*Verilen Metin*
======

78
köşe
“Git evine
reçel yap” kadın!
Kadınların üretkenliklerini, dirençlerini,
güçlerini ve var etmeye çalıştığı değeri
dile getirirken; dünyaya gelmenin
bir hayata bedel olduğunu, henüz
yaşamadan yaşanan bir hayata çalım
atmak olduğunu vurgular. İçinde
varlığını hissettiği anda yeni bir
hayatın, anlamı değişir varlığındaki
bütün ayrıntıların. Kadınlığının doruk
noktasına varmış olmanın hazzı, biraz
da yaratıcılığa ortak olmanın farzıyla
şekillenir edası.
Emekçidir kadın, evinde, sokağında,
işinde, ülkesinde; dünyanın dört
köşesinde medeniyetin kurucusu,
hayatın başlangıç noktasıdır. Yoktan
var edebilendir, karşı cinsine destek
verdiği omzunda dünyaları taşıyan,
yükü çoğaldıkça başı dik durandır.
Kimi zaman patrondur, kimi zaman
çalışan, yöneticidir bazen, yönetilen
bazı zaman, sevilen, seven, teyze,
hala, abladır ama en çok annedir
kadın; hayata hayat katan. Sabahın ilk
ışığıyla çıktığı evinden iş dünyasının
karmaşasına empati yeteneği ile
yeni anlamlar kazandıran, yönetim
tarzlarını baştan yazan, elinin değdiği
ışıltısından belli olan kadın, günün
yorgunluğuyla dönse bile başını yastığa
dayayıp ayaklarını uzatan değil evi
yuva yapandır. Tencereyi kaynatandır
evinde, ailesini bir arada tutan, hiç
yorulmamışçasına herkesin derdine
ortak olup aynı zamanda aynada
kendini görebilendir.

======

*Amaç*
Kadınlar üzerine olan metin, kadının edasının neyle şekillendiğini söylüyor. Lütfen bunu metnin gösterdiği nedene dayanarak bir ila üç cümleyle açıklayın.

*Materyal*

======

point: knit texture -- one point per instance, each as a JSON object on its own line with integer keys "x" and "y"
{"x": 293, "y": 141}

======

*Çözülmüş Alıştırma*
Kadının edası, içinde yeni bir hayatın varlığını hissettiği anda kadınlığının doruk noktasına varmış olmanın hazzıyla şekillenir. Bu edayı biraz da yaratıcılığa ortak olmanın farzı biçimlendirir.